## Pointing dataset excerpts
■ ■ ■ ■ ■ ■ ■
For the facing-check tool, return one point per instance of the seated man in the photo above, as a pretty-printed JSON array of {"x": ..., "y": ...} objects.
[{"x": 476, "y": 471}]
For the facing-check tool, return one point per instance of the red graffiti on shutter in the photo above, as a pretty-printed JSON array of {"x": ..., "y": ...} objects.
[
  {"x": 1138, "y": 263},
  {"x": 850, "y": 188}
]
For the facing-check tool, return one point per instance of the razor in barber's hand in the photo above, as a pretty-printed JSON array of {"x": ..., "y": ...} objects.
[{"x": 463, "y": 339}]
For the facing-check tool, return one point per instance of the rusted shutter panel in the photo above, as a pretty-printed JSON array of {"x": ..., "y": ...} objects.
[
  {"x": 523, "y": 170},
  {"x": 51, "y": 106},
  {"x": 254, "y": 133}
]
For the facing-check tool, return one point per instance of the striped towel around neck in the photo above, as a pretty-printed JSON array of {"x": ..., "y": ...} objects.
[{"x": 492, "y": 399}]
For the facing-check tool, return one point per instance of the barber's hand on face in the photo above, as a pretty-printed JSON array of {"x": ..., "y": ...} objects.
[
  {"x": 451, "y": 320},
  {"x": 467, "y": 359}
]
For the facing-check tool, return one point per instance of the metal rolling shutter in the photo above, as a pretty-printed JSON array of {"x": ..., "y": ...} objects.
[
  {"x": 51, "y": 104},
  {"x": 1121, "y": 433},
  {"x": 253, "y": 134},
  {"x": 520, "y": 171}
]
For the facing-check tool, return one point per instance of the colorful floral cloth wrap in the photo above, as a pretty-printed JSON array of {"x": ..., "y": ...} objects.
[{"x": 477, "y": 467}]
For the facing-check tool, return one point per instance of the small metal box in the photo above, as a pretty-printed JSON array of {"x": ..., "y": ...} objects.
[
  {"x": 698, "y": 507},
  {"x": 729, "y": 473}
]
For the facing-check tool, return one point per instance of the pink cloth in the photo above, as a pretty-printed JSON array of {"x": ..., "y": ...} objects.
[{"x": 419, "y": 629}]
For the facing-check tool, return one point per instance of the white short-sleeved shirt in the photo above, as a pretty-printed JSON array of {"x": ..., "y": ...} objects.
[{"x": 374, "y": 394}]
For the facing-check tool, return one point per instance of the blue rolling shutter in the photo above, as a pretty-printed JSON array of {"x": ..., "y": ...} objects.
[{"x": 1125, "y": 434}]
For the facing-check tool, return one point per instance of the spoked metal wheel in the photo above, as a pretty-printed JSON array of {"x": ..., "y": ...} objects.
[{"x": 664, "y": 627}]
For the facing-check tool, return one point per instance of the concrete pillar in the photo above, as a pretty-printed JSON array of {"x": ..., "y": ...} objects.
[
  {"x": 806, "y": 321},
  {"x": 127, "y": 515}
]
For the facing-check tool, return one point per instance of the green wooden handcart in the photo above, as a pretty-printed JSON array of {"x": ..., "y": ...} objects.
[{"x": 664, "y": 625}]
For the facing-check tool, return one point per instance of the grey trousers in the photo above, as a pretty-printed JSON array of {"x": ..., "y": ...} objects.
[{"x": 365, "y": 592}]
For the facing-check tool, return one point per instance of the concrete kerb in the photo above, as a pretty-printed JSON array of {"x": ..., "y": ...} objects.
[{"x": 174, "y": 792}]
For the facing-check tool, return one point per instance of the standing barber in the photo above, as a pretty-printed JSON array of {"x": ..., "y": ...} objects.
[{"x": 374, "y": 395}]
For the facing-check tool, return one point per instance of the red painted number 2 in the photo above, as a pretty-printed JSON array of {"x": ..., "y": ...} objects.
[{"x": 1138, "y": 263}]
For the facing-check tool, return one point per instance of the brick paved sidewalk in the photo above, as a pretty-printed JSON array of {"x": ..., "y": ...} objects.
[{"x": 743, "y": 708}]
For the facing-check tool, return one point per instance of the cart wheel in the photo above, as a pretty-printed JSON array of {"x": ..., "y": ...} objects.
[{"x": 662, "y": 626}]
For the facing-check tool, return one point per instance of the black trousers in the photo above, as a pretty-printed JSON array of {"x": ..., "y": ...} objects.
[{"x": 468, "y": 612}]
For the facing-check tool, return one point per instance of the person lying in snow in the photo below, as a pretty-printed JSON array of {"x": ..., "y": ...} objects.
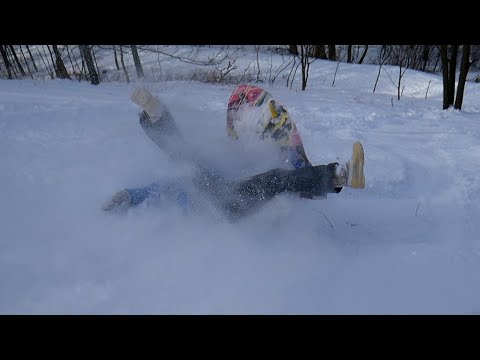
[{"x": 240, "y": 197}]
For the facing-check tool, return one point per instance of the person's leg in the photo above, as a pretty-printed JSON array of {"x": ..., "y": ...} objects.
[
  {"x": 244, "y": 196},
  {"x": 159, "y": 190}
]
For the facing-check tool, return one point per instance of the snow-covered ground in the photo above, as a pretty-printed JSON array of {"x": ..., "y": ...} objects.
[{"x": 408, "y": 243}]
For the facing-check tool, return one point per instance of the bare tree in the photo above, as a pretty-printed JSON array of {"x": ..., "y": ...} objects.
[
  {"x": 464, "y": 67},
  {"x": 123, "y": 64},
  {"x": 332, "y": 53},
  {"x": 452, "y": 69},
  {"x": 136, "y": 60},
  {"x": 115, "y": 57},
  {"x": 26, "y": 62},
  {"x": 31, "y": 58},
  {"x": 349, "y": 54},
  {"x": 6, "y": 61},
  {"x": 87, "y": 55},
  {"x": 19, "y": 65},
  {"x": 45, "y": 64},
  {"x": 363, "y": 55},
  {"x": 305, "y": 61},
  {"x": 444, "y": 57},
  {"x": 382, "y": 58},
  {"x": 60, "y": 69}
]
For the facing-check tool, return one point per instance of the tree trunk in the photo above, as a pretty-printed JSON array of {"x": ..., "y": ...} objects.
[
  {"x": 115, "y": 56},
  {"x": 47, "y": 64},
  {"x": 6, "y": 62},
  {"x": 363, "y": 55},
  {"x": 87, "y": 54},
  {"x": 53, "y": 61},
  {"x": 319, "y": 52},
  {"x": 462, "y": 78},
  {"x": 349, "y": 54},
  {"x": 444, "y": 58},
  {"x": 11, "y": 61},
  {"x": 425, "y": 56},
  {"x": 123, "y": 64},
  {"x": 60, "y": 69},
  {"x": 95, "y": 61},
  {"x": 19, "y": 65},
  {"x": 293, "y": 49},
  {"x": 452, "y": 68},
  {"x": 26, "y": 62},
  {"x": 31, "y": 57},
  {"x": 136, "y": 60},
  {"x": 332, "y": 53}
]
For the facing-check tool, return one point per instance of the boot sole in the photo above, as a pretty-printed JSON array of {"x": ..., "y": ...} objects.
[{"x": 358, "y": 160}]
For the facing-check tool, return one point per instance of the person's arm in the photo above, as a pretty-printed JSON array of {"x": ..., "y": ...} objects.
[{"x": 157, "y": 122}]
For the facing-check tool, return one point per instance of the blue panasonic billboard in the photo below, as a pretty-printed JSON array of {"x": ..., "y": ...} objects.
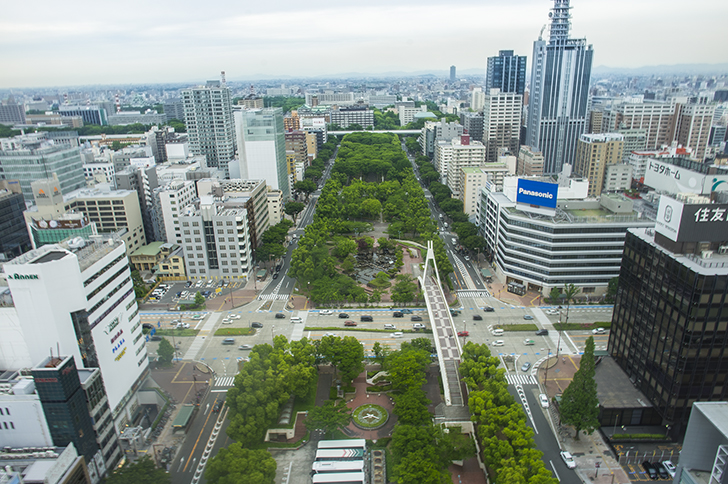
[{"x": 538, "y": 193}]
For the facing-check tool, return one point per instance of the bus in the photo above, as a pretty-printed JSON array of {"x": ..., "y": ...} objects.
[
  {"x": 339, "y": 454},
  {"x": 339, "y": 478},
  {"x": 343, "y": 444},
  {"x": 516, "y": 288},
  {"x": 340, "y": 466}
]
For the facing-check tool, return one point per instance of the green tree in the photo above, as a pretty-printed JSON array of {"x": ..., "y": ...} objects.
[
  {"x": 143, "y": 471},
  {"x": 293, "y": 209},
  {"x": 579, "y": 403},
  {"x": 165, "y": 351},
  {"x": 329, "y": 417},
  {"x": 238, "y": 465}
]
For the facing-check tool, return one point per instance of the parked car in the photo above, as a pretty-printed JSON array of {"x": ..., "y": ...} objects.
[
  {"x": 650, "y": 470},
  {"x": 568, "y": 460}
]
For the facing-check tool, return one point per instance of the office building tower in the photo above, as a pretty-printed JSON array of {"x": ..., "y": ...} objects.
[
  {"x": 78, "y": 298},
  {"x": 262, "y": 143},
  {"x": 594, "y": 152},
  {"x": 559, "y": 92},
  {"x": 14, "y": 239},
  {"x": 31, "y": 157},
  {"x": 669, "y": 321},
  {"x": 209, "y": 120},
  {"x": 506, "y": 72},
  {"x": 501, "y": 123}
]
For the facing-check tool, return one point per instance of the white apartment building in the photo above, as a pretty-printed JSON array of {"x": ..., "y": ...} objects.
[
  {"x": 78, "y": 298},
  {"x": 169, "y": 203},
  {"x": 451, "y": 156},
  {"x": 216, "y": 241}
]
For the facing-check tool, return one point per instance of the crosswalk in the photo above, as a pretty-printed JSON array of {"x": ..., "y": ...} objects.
[
  {"x": 521, "y": 380},
  {"x": 483, "y": 293},
  {"x": 225, "y": 381}
]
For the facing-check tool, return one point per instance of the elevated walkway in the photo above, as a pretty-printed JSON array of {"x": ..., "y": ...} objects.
[{"x": 443, "y": 329}]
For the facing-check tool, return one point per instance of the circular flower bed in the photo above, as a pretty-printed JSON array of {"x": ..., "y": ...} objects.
[{"x": 370, "y": 416}]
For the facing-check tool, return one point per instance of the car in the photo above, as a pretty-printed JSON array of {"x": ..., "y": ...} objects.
[
  {"x": 651, "y": 471},
  {"x": 661, "y": 470},
  {"x": 568, "y": 460},
  {"x": 669, "y": 467}
]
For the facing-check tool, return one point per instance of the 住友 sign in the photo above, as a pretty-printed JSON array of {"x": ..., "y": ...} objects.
[
  {"x": 679, "y": 222},
  {"x": 532, "y": 192}
]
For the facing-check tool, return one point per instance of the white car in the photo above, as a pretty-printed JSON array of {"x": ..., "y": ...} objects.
[{"x": 568, "y": 460}]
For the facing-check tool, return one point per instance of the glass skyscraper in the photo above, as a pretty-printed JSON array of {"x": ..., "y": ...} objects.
[
  {"x": 559, "y": 96},
  {"x": 506, "y": 72}
]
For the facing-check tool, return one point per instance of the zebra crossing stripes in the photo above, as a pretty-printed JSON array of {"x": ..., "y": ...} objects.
[
  {"x": 226, "y": 381},
  {"x": 521, "y": 380}
]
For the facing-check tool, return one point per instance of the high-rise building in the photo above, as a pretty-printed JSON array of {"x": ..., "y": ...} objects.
[
  {"x": 262, "y": 144},
  {"x": 594, "y": 152},
  {"x": 559, "y": 91},
  {"x": 670, "y": 317},
  {"x": 34, "y": 156},
  {"x": 501, "y": 123},
  {"x": 209, "y": 120},
  {"x": 506, "y": 72}
]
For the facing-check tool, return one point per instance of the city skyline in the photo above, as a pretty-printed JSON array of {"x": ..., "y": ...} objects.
[{"x": 146, "y": 43}]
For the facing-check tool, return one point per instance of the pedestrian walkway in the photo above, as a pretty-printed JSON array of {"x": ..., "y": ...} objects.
[
  {"x": 225, "y": 381},
  {"x": 521, "y": 380}
]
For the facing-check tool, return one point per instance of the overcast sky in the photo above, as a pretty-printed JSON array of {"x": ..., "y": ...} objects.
[{"x": 79, "y": 42}]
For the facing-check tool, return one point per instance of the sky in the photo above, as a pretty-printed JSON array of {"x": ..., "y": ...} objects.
[{"x": 83, "y": 42}]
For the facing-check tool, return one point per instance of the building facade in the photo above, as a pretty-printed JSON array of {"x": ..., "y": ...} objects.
[{"x": 559, "y": 91}]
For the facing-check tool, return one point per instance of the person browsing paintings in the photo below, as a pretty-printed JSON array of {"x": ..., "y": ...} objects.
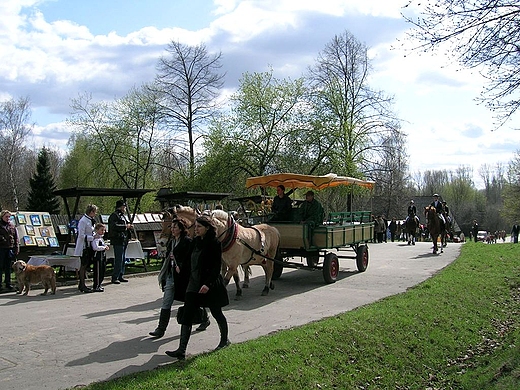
[
  {"x": 9, "y": 247},
  {"x": 205, "y": 286},
  {"x": 119, "y": 233},
  {"x": 83, "y": 247},
  {"x": 282, "y": 205},
  {"x": 99, "y": 262},
  {"x": 174, "y": 276}
]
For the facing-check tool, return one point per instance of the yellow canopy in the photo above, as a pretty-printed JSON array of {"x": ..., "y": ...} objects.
[{"x": 295, "y": 180}]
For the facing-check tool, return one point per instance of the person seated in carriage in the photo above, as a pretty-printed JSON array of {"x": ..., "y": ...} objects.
[
  {"x": 311, "y": 210},
  {"x": 412, "y": 211},
  {"x": 437, "y": 204},
  {"x": 282, "y": 205}
]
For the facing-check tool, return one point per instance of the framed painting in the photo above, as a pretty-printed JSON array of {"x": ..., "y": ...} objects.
[
  {"x": 29, "y": 241},
  {"x": 35, "y": 220},
  {"x": 29, "y": 229},
  {"x": 45, "y": 232},
  {"x": 40, "y": 241},
  {"x": 63, "y": 229},
  {"x": 53, "y": 242},
  {"x": 46, "y": 219}
]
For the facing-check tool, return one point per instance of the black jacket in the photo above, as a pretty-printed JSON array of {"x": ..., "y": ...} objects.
[
  {"x": 9, "y": 237},
  {"x": 117, "y": 231},
  {"x": 210, "y": 261},
  {"x": 182, "y": 258}
]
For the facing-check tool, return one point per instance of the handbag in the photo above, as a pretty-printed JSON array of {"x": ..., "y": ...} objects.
[{"x": 199, "y": 317}]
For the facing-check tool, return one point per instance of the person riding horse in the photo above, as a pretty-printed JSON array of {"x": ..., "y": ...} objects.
[
  {"x": 412, "y": 212},
  {"x": 437, "y": 204}
]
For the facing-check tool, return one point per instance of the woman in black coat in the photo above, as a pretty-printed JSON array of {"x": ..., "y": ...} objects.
[
  {"x": 174, "y": 274},
  {"x": 205, "y": 287}
]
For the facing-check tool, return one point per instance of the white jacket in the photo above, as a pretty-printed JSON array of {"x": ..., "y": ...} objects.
[{"x": 85, "y": 229}]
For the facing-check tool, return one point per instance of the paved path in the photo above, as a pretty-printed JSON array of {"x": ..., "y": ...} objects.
[{"x": 71, "y": 339}]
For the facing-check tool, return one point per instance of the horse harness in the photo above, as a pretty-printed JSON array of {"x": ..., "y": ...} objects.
[{"x": 231, "y": 236}]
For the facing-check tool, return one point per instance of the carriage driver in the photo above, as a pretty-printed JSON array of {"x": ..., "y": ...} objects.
[{"x": 438, "y": 207}]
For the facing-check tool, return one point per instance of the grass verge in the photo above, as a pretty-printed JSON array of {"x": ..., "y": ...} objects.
[{"x": 457, "y": 330}]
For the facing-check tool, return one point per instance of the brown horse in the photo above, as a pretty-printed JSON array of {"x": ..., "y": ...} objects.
[
  {"x": 189, "y": 214},
  {"x": 245, "y": 246},
  {"x": 436, "y": 227}
]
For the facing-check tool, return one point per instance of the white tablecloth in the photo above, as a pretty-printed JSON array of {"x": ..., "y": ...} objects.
[
  {"x": 133, "y": 250},
  {"x": 70, "y": 262}
]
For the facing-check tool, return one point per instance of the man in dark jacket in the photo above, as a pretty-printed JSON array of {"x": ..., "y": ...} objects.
[
  {"x": 282, "y": 205},
  {"x": 119, "y": 233}
]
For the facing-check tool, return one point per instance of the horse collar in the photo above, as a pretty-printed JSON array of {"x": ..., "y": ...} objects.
[{"x": 231, "y": 235}]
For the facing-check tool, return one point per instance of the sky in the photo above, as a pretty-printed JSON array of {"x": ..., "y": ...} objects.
[{"x": 54, "y": 50}]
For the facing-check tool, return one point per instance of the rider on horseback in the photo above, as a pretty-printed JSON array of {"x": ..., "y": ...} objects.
[
  {"x": 437, "y": 204},
  {"x": 412, "y": 212}
]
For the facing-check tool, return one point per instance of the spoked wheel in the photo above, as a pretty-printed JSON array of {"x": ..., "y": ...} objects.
[
  {"x": 313, "y": 259},
  {"x": 330, "y": 268},
  {"x": 278, "y": 267},
  {"x": 362, "y": 258}
]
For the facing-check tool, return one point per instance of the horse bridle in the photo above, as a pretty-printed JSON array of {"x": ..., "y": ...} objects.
[{"x": 231, "y": 236}]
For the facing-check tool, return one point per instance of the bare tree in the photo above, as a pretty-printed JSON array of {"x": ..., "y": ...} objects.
[
  {"x": 121, "y": 136},
  {"x": 356, "y": 120},
  {"x": 15, "y": 116},
  {"x": 479, "y": 33},
  {"x": 189, "y": 83}
]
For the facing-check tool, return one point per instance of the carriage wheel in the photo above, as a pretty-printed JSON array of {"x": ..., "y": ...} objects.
[
  {"x": 313, "y": 259},
  {"x": 330, "y": 268},
  {"x": 278, "y": 267},
  {"x": 362, "y": 258}
]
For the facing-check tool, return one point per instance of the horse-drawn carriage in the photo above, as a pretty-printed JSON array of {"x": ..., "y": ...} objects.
[{"x": 313, "y": 245}]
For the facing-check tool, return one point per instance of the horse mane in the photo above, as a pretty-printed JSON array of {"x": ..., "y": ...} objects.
[{"x": 221, "y": 215}]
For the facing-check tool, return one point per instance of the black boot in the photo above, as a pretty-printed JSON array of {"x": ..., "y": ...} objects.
[
  {"x": 164, "y": 319},
  {"x": 224, "y": 341},
  {"x": 205, "y": 323},
  {"x": 180, "y": 353}
]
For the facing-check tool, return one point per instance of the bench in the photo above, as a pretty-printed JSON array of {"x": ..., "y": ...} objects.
[{"x": 342, "y": 217}]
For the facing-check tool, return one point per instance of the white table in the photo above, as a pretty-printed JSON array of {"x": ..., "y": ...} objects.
[
  {"x": 69, "y": 262},
  {"x": 133, "y": 250}
]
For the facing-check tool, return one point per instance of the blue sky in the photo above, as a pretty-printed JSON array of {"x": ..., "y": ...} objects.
[{"x": 53, "y": 50}]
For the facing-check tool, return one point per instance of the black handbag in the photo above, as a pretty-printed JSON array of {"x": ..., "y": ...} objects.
[{"x": 199, "y": 317}]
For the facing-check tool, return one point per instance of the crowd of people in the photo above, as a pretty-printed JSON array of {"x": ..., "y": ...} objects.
[{"x": 191, "y": 270}]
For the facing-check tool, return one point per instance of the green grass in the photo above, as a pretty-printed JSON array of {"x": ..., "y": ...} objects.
[{"x": 457, "y": 330}]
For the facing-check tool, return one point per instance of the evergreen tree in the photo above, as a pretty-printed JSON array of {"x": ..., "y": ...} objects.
[{"x": 42, "y": 186}]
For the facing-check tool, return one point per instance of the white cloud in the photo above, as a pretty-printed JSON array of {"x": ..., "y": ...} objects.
[{"x": 54, "y": 61}]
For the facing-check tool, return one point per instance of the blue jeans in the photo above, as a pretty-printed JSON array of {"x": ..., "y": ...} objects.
[
  {"x": 169, "y": 291},
  {"x": 119, "y": 261}
]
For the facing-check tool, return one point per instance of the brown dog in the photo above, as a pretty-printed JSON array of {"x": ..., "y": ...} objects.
[{"x": 30, "y": 274}]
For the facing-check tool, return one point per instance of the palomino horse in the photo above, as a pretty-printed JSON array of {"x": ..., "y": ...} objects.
[
  {"x": 246, "y": 246},
  {"x": 435, "y": 226},
  {"x": 189, "y": 214},
  {"x": 410, "y": 228}
]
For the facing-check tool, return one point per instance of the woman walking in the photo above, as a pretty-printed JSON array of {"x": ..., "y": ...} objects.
[
  {"x": 174, "y": 275},
  {"x": 9, "y": 248},
  {"x": 205, "y": 286}
]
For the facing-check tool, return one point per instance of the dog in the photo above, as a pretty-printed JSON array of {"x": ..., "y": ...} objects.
[{"x": 30, "y": 274}]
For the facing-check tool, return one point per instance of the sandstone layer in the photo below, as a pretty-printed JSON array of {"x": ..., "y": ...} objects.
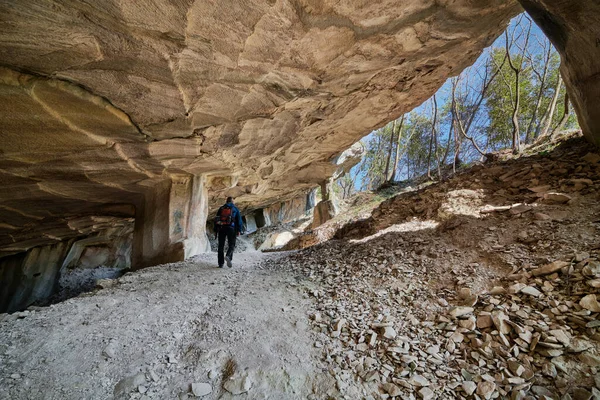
■ ■ ■ ■ ■ ■ ■
Please gather every line in the listing that contains the string "office" and copy each one in full. Count a line only when the letters match in case.

## Completed task
For the facing-check tool, return one point per instance of the office building tower in the photo above, as a pretty-printed JSON array of {"x": ..., "y": ...} objects.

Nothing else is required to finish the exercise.